- Activity -
Within the listing below, filter for "Should" and copy every matching line.

- Given data -
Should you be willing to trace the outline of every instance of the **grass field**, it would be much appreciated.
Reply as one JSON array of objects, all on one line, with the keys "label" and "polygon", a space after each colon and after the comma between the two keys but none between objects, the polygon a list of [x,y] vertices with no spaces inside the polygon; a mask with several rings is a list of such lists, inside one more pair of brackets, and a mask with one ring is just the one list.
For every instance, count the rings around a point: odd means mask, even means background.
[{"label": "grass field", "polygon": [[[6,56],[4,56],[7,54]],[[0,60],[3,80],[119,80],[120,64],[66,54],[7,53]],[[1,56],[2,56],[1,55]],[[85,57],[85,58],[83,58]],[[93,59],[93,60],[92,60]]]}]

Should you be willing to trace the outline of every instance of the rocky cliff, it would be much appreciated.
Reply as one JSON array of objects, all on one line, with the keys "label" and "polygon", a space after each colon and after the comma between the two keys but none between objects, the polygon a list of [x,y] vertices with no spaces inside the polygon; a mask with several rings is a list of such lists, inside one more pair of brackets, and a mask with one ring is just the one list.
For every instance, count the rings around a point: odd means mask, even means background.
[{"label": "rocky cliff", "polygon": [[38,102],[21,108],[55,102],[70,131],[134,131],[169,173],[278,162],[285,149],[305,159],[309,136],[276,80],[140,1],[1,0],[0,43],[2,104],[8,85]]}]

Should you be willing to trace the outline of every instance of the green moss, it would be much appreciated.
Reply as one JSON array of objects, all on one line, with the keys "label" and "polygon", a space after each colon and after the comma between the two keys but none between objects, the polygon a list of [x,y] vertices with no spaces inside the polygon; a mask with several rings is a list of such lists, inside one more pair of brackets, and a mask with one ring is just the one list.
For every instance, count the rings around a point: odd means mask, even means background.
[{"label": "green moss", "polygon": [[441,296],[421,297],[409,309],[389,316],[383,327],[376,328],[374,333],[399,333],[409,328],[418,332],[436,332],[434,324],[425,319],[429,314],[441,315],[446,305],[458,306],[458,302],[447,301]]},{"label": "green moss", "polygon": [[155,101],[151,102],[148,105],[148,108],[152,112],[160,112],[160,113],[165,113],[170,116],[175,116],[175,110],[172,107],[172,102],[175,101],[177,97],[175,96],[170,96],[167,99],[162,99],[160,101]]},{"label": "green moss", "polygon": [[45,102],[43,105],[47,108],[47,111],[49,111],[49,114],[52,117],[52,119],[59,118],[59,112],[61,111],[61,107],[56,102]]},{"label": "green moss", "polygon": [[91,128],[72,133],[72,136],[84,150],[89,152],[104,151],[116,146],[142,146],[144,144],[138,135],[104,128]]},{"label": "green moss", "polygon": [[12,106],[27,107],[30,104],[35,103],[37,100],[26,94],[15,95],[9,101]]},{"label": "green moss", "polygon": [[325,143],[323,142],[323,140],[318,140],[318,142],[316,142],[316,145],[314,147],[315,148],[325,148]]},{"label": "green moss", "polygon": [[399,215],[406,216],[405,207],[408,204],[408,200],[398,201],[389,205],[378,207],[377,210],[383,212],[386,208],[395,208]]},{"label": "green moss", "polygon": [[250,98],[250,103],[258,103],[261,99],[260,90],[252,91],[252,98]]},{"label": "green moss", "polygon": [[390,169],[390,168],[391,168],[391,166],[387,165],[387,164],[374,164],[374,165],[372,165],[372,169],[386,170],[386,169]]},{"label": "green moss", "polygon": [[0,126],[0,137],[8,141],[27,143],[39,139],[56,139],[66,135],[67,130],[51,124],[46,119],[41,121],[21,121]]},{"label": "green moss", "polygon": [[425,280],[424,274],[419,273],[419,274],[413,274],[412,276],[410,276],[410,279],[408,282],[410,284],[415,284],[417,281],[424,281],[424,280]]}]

- Response below -
Should you be willing to trace the outline of every instance of the **grass field**, it would be much appreciated.
Should you be willing to trace the outline of every instance of the rocky cliff, it would be much appreciated.
Should you be willing to trace the outline of every instance of the green moss, it would be much appreciated.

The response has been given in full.